##### RECORDS PROVIDED #####
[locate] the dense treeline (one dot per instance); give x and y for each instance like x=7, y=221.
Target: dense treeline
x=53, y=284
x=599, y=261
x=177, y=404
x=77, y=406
#####
WHAT THE EXERCISE ASKS:
Quote all the records exactly, please, leaving none out.

OUTPUT FOR THIS EXERCISE:
[locate] the dense treeline (one dot per instance); give x and y for each instance like x=7, y=221.
Target: dense treeline
x=53, y=284
x=599, y=261
x=177, y=404
x=77, y=406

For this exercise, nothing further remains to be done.